**REQUIREMENT 1:** Render everything in the records from the first line down to the line containing "1L680 19L755 71L757" as a Markdown table, with both of those lines included and blank lines skipped. Use a Row column for the row number and a Line column for the line itself.

**QUOTED PASSAGE:**
************
[comp.unix.ultrix] Hard errors on device

kjb@calmasd.Prime.COM (Ken Brucker) (06/21/91)

I've got a disk that is failing on one of my Ultrix nodes.  What I'd like to
know is if there's a way to determine which files have been corrupted by
several bad block errors.  I've got the sn number, LBN and block number as
reported by dump but don't know how to get to the file names from that info.

One thing I'm going to try next is doing a tar of the file systems that are
failing and see if I can get the file name info that way based on errors
that tar reports.  Any other ideas?

Thanks in advance!  - and please post answers!  It's one of my main mail
servers that has crapped out.

Ken
-- 
** Ken Brucker -- VMS Systems Programmer/Mangler -- ComputerVision
** kjb@calmasd.Prime.COM

alan@shodha.enet.dec.com ( Alan's Home for Wayward Notes File.) (06/21/91)

In article <2841@calmasd.Prime.COM>, kjb@calmasd.Prime.COM (Ken Brucker) writes:
> I've got a disk that is failing on one of my Ultrix nodes.  What I'd like to
> know is if there's a way to determine which files have been corrupted by
> several bad block errors.  I've got the sn number, LBN and block number as
> reported by dump but don't know how to get to the file names from that info.

	First unmount the file system.  That way only failing hardware
	will change it.

	If the disk is failing as you watch, what you do next may not
	matter, except to look for the most recent backups.  Catastro-
	phic failures are an ugly sight.  If the disk is stable you
	may at this point want to replace any bad blocks that didn't
	get replaced, scan for more and on DSA disks clear the forced
	error flag.  See the manual page for rzdisk and radisk.

	Using the "sn" numbers use the -b option of icheck(8) to
	determine what part of the file system has been corrupted.
	In the case of files the -b option will tell you which inode 
	number.  You can use this with ncheck(8) to see which files 
	were corrupted.
************
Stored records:
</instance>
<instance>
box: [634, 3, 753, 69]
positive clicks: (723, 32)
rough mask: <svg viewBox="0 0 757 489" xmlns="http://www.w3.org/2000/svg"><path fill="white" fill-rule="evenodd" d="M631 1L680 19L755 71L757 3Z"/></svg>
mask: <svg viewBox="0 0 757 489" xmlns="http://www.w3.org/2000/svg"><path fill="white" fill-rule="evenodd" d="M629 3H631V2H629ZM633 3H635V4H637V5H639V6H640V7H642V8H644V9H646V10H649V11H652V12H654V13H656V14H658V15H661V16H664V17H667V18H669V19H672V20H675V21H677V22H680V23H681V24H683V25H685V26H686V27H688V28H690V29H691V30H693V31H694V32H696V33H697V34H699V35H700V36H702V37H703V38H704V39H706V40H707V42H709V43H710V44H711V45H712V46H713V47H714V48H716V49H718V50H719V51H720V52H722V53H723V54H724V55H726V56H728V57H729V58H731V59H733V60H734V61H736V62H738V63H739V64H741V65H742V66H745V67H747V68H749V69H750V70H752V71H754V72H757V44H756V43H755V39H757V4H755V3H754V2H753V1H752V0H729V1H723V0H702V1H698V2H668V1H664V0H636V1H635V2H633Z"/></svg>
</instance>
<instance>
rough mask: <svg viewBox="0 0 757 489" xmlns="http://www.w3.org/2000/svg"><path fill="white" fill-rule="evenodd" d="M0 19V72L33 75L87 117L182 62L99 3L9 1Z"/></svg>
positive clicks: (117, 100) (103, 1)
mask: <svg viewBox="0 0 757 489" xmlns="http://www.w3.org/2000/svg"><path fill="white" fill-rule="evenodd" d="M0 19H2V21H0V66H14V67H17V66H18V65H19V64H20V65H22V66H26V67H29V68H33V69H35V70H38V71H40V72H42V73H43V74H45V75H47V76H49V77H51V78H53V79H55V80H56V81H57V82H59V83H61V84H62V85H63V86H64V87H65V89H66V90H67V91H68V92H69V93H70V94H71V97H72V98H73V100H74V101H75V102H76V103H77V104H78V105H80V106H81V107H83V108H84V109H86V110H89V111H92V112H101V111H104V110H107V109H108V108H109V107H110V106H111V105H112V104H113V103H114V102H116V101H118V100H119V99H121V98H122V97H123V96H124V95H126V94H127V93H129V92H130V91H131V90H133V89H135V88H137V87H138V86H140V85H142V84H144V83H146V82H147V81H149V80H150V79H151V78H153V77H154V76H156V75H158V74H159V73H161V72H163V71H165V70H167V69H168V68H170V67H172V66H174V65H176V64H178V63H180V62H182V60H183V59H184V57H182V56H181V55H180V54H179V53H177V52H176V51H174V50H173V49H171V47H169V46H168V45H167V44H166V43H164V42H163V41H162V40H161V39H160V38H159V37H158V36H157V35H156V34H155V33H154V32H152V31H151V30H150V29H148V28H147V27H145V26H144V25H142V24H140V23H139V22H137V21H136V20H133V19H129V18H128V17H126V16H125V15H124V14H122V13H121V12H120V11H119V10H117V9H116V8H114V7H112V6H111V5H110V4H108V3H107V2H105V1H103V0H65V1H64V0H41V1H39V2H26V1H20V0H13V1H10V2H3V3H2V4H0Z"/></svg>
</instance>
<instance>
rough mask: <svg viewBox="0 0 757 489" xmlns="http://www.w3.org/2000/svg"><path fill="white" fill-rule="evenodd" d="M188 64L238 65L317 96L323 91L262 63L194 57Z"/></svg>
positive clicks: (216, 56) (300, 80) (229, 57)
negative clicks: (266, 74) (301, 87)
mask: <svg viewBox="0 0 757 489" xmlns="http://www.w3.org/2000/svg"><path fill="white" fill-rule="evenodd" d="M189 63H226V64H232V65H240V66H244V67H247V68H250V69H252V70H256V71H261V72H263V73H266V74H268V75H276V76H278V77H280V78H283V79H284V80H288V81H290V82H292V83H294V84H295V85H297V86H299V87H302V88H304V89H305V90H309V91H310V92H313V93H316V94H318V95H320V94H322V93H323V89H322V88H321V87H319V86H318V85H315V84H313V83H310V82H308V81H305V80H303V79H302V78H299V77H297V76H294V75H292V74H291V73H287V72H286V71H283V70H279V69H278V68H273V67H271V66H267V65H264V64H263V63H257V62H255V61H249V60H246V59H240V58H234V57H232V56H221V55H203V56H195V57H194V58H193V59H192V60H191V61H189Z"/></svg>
************
**REQUIREMENT 2:** Write the next part of the forum thread about finding which Ultrix files were hit by bad block errors, starting right after its final sentence.

**RESPONSE 1:**
| Row | Line |
|---|---|
| 1 | </instance> |
| 2 | <instance> |
| 3 | box: [634, 3, 753, 69] |
| 4 | positive clicks: (723, 32) |
| 5 | rough mask: <svg viewBox="0 0 757 489" xmlns="http://www.w3.org/2000/svg"><path fill="white" fill-rule="evenodd" d="M631 1L680 19L755 71L757 3Z"/></svg> |

**RESPONSE 2:**
	There's a fair chance that some of the corrupted blocks	
	are in the inode space of the file system which makes
	recovery much harder.  You may be able to use fsck to
	repair the damage, but it's a long process.

	On some versions of ULTRIX ncheck(8) may be very slow.  I
	don't know if the performance problems were ever fixed.
	Most other methods require mounting the file system, though
	dump records the inode number along with the file name.
	Searching through a verbose restore listing may be quick
	enough.  Others are using the -i option of ls(1) to get
	the inode number and the -inum option of find(1).
> 
> -- 
> ** Ken Brucker -- VMS Systems Programmer/Mangler -- ComputerVision


-- 
Alan Rollow				alan@nabeth.cxn.dec.com

jarrell@vtserf.cc.vt.edu (Ron Jarrell) (06/21/91)

In article <2841@calmasd.Prime.COM> kjb@calmasd.Prime.COM (Ken Brucker) writes:
>I've got a disk that is failing on one of my Ultrix nodes.  What I'd like to
>know is if there's a way to determine which files have been corrupted by
>several bad block errors.  I've got the sn number, LBN and block number as

icheck and ncheck are useful utilities in times such as these.  Probably
why they weren't abandoned when fsck subsumed most of their functions.

Do an icheck -b blockno1 blockno2 etc.

Any files it find with those block numbers in them will be reported.

ncheck is useful if you have inode numbers and need the name, do a
ncheck -i inode-no.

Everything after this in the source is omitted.